● Data provided:
>> START
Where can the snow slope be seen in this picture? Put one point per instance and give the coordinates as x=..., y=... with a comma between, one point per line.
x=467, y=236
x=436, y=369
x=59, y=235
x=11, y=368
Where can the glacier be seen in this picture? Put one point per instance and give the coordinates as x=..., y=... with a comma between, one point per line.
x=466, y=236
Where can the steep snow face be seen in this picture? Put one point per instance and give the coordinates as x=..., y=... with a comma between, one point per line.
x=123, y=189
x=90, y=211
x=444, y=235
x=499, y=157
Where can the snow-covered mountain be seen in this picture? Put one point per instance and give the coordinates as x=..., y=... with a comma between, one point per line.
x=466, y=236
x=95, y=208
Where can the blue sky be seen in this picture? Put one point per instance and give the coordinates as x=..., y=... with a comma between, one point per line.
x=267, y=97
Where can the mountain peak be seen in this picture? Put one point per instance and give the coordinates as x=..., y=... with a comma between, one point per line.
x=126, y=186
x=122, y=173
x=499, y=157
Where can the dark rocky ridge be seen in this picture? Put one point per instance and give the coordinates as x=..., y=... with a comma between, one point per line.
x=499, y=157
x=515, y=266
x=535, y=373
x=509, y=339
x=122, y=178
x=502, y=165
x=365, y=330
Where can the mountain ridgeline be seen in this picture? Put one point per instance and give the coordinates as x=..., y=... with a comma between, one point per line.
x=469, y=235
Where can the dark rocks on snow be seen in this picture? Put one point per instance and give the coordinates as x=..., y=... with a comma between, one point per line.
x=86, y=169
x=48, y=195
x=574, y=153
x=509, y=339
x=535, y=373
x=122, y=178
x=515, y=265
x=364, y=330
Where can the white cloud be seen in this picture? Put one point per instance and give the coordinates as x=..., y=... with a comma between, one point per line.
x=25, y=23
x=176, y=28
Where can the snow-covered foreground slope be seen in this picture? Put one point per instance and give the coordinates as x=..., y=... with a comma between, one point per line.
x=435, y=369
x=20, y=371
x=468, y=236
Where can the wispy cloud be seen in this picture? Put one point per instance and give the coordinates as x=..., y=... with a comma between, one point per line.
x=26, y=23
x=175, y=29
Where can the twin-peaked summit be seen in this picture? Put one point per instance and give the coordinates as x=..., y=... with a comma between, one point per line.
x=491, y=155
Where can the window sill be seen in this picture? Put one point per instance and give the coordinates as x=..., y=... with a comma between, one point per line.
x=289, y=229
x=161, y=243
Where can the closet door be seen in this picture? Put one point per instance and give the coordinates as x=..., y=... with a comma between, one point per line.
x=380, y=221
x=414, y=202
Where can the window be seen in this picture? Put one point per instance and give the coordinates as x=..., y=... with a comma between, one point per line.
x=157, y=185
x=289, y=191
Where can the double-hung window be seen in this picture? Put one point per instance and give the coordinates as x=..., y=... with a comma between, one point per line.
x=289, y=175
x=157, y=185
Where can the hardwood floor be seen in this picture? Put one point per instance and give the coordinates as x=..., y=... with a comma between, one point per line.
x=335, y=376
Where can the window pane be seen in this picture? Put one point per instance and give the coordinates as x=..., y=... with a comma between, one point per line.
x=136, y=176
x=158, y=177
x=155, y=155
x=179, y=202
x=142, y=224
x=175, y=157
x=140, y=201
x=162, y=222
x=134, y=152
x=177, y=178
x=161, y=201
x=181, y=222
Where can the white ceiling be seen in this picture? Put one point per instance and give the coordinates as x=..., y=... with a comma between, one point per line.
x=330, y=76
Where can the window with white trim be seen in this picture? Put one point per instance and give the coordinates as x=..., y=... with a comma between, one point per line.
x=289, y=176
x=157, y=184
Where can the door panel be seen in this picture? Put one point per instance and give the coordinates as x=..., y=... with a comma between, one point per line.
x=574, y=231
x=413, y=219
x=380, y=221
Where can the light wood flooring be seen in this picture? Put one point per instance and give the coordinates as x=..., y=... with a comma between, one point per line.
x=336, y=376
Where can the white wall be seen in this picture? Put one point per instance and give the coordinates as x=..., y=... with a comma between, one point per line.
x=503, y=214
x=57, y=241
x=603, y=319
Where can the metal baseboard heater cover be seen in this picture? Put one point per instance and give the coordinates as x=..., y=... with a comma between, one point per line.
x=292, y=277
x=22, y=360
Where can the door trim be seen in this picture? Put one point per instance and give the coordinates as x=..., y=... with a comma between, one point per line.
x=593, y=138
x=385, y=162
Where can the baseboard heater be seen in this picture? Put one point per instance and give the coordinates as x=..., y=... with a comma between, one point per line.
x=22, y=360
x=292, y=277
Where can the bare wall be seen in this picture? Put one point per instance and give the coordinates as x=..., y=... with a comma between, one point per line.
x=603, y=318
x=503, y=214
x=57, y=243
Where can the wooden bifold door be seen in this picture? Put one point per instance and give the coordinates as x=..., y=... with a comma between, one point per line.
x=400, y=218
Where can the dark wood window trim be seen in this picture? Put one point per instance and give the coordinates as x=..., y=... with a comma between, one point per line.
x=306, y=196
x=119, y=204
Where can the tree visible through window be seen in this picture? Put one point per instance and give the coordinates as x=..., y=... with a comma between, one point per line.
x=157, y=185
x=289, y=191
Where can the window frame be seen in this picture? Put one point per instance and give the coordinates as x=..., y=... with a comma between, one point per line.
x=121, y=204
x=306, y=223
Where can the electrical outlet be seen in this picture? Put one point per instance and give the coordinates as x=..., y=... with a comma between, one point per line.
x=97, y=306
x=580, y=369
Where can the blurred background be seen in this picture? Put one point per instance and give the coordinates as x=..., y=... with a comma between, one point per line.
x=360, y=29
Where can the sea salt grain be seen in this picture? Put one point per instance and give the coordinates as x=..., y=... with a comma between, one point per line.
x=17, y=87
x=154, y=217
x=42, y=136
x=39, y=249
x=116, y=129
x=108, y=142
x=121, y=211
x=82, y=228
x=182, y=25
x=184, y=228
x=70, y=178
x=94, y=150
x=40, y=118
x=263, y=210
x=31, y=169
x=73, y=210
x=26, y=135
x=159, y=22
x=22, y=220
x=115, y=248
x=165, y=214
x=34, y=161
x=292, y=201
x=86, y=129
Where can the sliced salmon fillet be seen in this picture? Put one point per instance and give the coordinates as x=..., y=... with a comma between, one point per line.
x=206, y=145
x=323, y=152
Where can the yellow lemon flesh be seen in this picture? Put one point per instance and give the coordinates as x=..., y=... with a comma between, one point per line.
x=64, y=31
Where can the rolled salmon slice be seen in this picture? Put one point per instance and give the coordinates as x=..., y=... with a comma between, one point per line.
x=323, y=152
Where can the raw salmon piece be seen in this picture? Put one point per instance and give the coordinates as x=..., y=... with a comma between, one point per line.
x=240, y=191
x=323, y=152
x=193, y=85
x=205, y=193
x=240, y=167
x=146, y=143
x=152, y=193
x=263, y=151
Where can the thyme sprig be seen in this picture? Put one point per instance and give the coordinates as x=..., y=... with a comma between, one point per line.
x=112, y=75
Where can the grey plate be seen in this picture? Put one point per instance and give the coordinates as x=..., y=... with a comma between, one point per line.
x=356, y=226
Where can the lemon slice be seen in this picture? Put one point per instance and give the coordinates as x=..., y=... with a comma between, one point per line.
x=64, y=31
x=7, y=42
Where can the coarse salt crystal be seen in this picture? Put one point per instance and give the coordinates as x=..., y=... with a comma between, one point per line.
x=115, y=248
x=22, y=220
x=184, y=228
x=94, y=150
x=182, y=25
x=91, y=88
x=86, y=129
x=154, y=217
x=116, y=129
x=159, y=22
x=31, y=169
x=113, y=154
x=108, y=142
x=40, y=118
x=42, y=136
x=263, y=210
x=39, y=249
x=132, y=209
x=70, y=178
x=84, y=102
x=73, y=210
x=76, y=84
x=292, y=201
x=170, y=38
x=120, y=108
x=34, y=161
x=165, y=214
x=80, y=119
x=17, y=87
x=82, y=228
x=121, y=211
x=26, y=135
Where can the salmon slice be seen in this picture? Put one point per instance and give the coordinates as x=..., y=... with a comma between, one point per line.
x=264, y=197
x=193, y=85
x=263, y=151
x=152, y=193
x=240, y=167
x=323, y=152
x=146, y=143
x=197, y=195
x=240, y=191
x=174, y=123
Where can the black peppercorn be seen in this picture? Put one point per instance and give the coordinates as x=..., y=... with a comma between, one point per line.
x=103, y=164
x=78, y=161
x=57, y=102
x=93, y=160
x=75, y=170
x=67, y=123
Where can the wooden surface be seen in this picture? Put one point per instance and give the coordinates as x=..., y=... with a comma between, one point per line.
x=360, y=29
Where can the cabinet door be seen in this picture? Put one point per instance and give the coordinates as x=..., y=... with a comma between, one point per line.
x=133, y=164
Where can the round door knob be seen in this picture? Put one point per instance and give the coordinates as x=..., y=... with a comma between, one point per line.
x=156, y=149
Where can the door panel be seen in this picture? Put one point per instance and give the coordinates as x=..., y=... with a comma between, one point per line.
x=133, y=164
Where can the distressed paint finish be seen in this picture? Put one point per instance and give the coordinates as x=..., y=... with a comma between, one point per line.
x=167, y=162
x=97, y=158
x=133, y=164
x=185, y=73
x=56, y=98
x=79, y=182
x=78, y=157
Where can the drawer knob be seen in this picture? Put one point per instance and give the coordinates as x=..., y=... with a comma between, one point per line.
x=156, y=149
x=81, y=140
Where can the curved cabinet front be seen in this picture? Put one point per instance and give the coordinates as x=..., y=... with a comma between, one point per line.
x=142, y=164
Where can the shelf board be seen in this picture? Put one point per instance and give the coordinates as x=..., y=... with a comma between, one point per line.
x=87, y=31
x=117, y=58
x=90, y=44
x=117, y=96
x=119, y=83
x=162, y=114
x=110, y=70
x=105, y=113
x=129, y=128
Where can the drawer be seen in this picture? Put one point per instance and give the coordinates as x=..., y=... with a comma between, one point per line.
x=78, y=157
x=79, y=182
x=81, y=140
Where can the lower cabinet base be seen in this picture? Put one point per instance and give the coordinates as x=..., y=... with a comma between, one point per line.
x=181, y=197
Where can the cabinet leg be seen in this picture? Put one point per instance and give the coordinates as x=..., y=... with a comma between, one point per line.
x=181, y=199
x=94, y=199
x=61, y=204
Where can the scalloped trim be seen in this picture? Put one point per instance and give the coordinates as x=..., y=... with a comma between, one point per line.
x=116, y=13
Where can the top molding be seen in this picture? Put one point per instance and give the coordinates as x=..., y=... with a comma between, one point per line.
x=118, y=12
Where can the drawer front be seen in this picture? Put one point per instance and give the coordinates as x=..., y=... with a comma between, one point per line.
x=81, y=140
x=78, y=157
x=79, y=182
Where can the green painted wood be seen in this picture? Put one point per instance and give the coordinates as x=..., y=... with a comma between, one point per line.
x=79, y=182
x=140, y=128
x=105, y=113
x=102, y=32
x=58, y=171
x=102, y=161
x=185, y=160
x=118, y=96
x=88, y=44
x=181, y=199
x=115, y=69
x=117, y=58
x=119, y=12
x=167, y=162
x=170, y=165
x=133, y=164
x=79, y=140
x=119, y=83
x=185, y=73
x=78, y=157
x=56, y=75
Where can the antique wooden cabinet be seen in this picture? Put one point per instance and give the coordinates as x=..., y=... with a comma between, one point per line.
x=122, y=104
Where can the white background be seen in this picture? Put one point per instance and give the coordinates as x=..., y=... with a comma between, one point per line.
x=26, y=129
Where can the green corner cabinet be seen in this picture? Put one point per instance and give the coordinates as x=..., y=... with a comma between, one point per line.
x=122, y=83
>> END
Copy exactly the lines of the listing above, beginning at the line with "Where can the green painted" and ending at its final line; write out nothing else.

Where can the green painted wood be seen in this picture? Put one point per instance and give the coordinates as x=..., y=... with a comma between, one point per line.
x=79, y=182
x=140, y=128
x=105, y=113
x=102, y=32
x=58, y=171
x=102, y=161
x=185, y=160
x=118, y=96
x=88, y=44
x=181, y=199
x=115, y=69
x=117, y=58
x=119, y=12
x=167, y=162
x=170, y=165
x=133, y=164
x=79, y=140
x=119, y=83
x=185, y=73
x=78, y=157
x=56, y=75
Where can the antique wooden cabinet be seen in this picture? Put one point per instance and give the coordinates as x=..., y=... with a comma between, one point per line.
x=122, y=104
Where can the white background be seen in this picture? Put one point per instance and give the coordinates as x=..., y=... with a comma between, one point per line.
x=26, y=129
Where can the green corner cabinet be seen in this picture? Put one point per instance and give the coordinates as x=..., y=... with a comma between, one point per line.
x=122, y=83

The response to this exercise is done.